'''
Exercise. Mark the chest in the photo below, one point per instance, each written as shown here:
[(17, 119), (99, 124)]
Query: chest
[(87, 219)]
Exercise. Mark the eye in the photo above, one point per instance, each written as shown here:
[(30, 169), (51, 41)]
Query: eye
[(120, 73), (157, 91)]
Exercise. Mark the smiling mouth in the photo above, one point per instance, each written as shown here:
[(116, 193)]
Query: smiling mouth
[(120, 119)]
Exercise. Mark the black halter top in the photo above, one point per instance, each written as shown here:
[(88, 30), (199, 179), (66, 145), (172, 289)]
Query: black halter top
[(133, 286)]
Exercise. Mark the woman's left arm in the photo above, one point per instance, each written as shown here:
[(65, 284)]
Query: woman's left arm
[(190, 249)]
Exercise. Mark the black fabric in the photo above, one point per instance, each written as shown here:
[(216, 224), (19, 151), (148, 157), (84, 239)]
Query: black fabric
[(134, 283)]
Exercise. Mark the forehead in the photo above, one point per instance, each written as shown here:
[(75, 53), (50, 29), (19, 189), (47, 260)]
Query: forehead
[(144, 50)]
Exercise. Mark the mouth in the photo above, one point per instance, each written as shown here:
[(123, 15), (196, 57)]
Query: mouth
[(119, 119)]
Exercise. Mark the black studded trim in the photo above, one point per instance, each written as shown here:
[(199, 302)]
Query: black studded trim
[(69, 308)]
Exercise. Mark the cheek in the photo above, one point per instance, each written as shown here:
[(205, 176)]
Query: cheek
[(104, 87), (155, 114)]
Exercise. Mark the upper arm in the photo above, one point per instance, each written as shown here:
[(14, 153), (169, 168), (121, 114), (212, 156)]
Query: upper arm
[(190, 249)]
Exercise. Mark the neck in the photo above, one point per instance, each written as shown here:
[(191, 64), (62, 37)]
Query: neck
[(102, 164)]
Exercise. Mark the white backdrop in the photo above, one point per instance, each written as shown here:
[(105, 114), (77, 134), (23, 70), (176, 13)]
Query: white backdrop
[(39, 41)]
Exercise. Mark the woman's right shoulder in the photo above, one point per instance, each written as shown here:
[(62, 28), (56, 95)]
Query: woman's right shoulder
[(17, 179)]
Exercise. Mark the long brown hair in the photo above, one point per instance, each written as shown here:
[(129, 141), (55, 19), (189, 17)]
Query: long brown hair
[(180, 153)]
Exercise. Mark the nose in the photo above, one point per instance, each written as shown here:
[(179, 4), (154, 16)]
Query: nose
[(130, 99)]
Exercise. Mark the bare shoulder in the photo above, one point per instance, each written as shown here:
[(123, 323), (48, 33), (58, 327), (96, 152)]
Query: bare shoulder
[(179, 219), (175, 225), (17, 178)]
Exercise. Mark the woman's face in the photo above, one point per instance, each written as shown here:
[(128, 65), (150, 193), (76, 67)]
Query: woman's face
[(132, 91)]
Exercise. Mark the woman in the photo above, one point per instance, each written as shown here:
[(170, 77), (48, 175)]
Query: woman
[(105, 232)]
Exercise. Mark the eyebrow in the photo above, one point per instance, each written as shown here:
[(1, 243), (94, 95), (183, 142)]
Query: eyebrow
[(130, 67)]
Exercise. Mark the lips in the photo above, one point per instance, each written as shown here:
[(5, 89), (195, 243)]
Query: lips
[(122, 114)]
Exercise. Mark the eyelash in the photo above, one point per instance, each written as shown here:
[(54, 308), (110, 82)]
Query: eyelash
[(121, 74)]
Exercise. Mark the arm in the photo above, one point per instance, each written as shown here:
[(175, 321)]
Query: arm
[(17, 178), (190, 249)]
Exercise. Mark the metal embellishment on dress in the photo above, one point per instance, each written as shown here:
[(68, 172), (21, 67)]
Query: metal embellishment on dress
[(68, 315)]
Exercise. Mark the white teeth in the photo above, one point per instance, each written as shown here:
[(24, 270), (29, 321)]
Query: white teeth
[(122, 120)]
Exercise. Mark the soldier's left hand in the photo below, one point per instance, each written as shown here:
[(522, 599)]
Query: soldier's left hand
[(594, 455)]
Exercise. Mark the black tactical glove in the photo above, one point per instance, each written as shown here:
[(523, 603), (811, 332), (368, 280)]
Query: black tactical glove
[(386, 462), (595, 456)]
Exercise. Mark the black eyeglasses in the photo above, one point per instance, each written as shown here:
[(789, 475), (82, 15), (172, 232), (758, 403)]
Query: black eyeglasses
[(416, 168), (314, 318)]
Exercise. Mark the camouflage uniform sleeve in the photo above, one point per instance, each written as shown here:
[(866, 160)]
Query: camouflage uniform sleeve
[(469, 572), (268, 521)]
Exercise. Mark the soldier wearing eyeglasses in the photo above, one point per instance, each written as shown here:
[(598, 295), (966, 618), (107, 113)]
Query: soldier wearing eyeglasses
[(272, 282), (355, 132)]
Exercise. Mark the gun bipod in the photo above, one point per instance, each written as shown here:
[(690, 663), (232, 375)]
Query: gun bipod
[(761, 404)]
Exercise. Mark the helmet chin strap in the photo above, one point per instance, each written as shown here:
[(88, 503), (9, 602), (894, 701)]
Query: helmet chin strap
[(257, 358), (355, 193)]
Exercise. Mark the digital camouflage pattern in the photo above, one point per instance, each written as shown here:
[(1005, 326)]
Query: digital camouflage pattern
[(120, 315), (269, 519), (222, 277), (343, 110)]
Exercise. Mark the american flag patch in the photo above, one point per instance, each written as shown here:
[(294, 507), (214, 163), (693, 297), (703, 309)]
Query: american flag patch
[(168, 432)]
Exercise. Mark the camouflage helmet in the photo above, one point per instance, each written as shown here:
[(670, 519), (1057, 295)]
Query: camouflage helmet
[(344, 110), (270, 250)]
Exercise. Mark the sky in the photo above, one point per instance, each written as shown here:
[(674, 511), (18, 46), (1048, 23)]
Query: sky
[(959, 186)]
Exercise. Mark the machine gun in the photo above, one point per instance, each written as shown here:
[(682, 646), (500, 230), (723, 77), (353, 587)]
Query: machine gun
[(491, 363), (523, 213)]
'''
Please edit the lines above so that every "one point per instance" becomes "one point for each instance", and leave everything else unchanged.

Exercise. Mark the chest in the photo below, one point for each instance, each written as shown here:
[(17, 119), (99, 124)]
Query: chest
[(87, 219)]
Exercise. Mark the eye in the photo above, one point for each instance, each written as shown here:
[(30, 169), (51, 41)]
Query: eye
[(120, 73), (157, 91)]
Exercise. Mark the smiling mouth in the photo above, one point for each instance, each written as shown here:
[(116, 193)]
Query: smiling mouth
[(120, 119)]
Exercise. Mark the black halter top in the photo above, one point for each instance, each written as shown here:
[(88, 30), (199, 179), (66, 145), (172, 289)]
Query: black halter top
[(133, 286)]
Exercise. Mark the woman's left arm in the photo above, one point for each instance, each written as shown here:
[(65, 284)]
Query: woman's left arm
[(190, 249)]
Exercise. Mark the black fabric in the photo above, one point for each instance, each written as shown here:
[(216, 224), (19, 151), (148, 157), (84, 239)]
Query: black fabric
[(134, 283)]
Exercise. Mark the forehead in the photo above, one point for each instance, each written as shown here:
[(75, 53), (50, 29), (19, 189), (47, 260)]
Query: forehead
[(144, 50)]
Exercise. Mark the mouth in the photo above, one point for each instance, each written as shown here:
[(123, 15), (196, 57)]
Query: mouth
[(119, 119)]
Exercise. Mark the black studded trim in the photo above, one point for each instance, each written as shown here:
[(199, 302)]
Query: black studded trim
[(69, 308)]
Exercise. Mark the cheek in the photo above, one point for each instance, each written as shown here:
[(205, 176)]
Query: cheek
[(104, 87), (155, 114)]
Exercise. Mark the upper arm in the photo above, one point for each instance, each written as shown here:
[(14, 153), (169, 168), (121, 114), (212, 156)]
Query: upper arm
[(190, 249)]
Exercise. Mark the neck in the photo above, one point for each instance, each written as shown here:
[(191, 64), (62, 37)]
Query: neck
[(102, 164)]
Exercise. Mark the white backdrop in the photo above, one point for each instance, each written as shown here:
[(105, 114), (77, 134), (23, 70), (176, 13)]
Query: white backdrop
[(39, 41)]
Exercise. Mark the woman's right shoulder in the photo above, one point for each instance, each written as shown here:
[(62, 28), (56, 95)]
Query: woman's right shoulder
[(17, 179)]
Exercise. Mark the long brown hair in the photo above, one point for each instance, each written as shown here:
[(129, 141), (55, 19), (189, 17)]
Query: long brown hair
[(180, 153)]
Exercise. Mark the nose in the photo above, one point for each instance, each written as shown here:
[(179, 4), (154, 16)]
Query: nose
[(130, 99)]
Exercise. Mark the bare shoulder in the photo above, one point for each instance, each written as shown here:
[(123, 323), (48, 33), (58, 327), (96, 152)]
Query: bare shoulder
[(179, 219), (175, 225), (17, 178)]
Exercise. Mark the woman's face in the photo above, one point for each instance, each written as shown here:
[(128, 65), (150, 193), (76, 67)]
Query: woman's face
[(132, 91)]
Exercise. Mark the woman in the photo above, one point for each instance, each written as shown here:
[(170, 77), (48, 175)]
Query: woman
[(105, 232)]
Exercise. Mark the eyebrow in the photo above, one point for each instance, each written as shown here:
[(1, 243), (94, 95), (183, 142)]
Query: eyebrow
[(130, 67)]
Exercise. Mark the lips in the photo above, one point for each instance, each written as shown here:
[(5, 89), (195, 243)]
Query: lips
[(122, 114)]
Exercise. Mark the eyelash in the photo above, one point for each instance, each written as shown here:
[(54, 308), (110, 82)]
Query: eyelash
[(121, 74)]
Exercise. Mark the arm in the photo above, one point for each instance, each written as shown here:
[(175, 321)]
Query: arm
[(17, 178), (190, 249)]
Exercise. Mark the metal embellishment on dress in the photo above, one point for each instance, each written as shown here:
[(68, 172), (21, 67)]
Query: metal embellishment on dress
[(68, 315)]
Exercise. Mark the white teeth in the photo above, one point for each instance, each written as shown here:
[(24, 270), (29, 321)]
Query: white teeth
[(122, 120)]
Exercise. Mark the soldier's left hand in the photo below, one point for each instance, each written as shown here:
[(522, 599)]
Query: soldier's left hand
[(594, 455)]
Exercise. Mark the black tactical glove in the photo above, one point for each instance, each written as shown here:
[(523, 603), (811, 332), (368, 280)]
Query: black tactical glove
[(386, 462), (595, 456)]
Exercise. Mark the black eyeglasses in the photo above, one point for each instance, each written as shown here:
[(789, 475), (82, 15), (172, 232), (758, 403)]
Query: black eyeglasses
[(416, 168), (314, 318)]
Exercise. Mark the camouflage uniform sleeve in the photo above, one point for each instance, each written as shown here:
[(866, 160)]
Query: camouflage uniform sleeve
[(469, 572), (268, 521)]
Exercise. Mark the soldier wearing eyeglasses in the photo above, one point for each instance, each written as shown here:
[(598, 295), (966, 618), (107, 113)]
Query: soldier wearing eyeglasses
[(272, 282), (355, 132)]
Exercise. Mark the gun bipod in the photo above, one point for each instance, each written as shown here:
[(690, 663), (232, 375)]
Query: gun bipod
[(761, 404)]
Exercise. Mark the helmet chin strap in the photo above, one point for each instance, each written as shown here:
[(88, 503), (9, 602), (894, 701)]
Query: helmet chin strap
[(257, 358), (355, 193)]
Exercise. Mark the digital camouflage pattern in the photo above, one point for each instance, each written as shown here:
[(1005, 326)]
Query: digital camouflage pattern
[(120, 315), (269, 519), (222, 277), (343, 110)]
Exercise. Mark the american flag patch in the photo above, one point for each instance, each written as shown here:
[(294, 507), (214, 163), (693, 297), (703, 309)]
Query: american flag patch
[(168, 432)]
Exercise. Mark the camouflage helmet in the photo above, one point for each instance, each written as shown here:
[(670, 519), (1057, 295)]
Query: camouflage helmet
[(344, 110), (270, 250)]
Exercise. Mark the sky in the photo above, one point for each instance, each written as shown here:
[(674, 511), (18, 46), (1048, 23)]
Query: sky
[(959, 186)]
Exercise. Mark the machine gun in the photo above, one point for each instance, each written as shown here:
[(682, 646), (500, 230), (723, 77), (353, 587)]
Query: machine gun
[(491, 363), (523, 213)]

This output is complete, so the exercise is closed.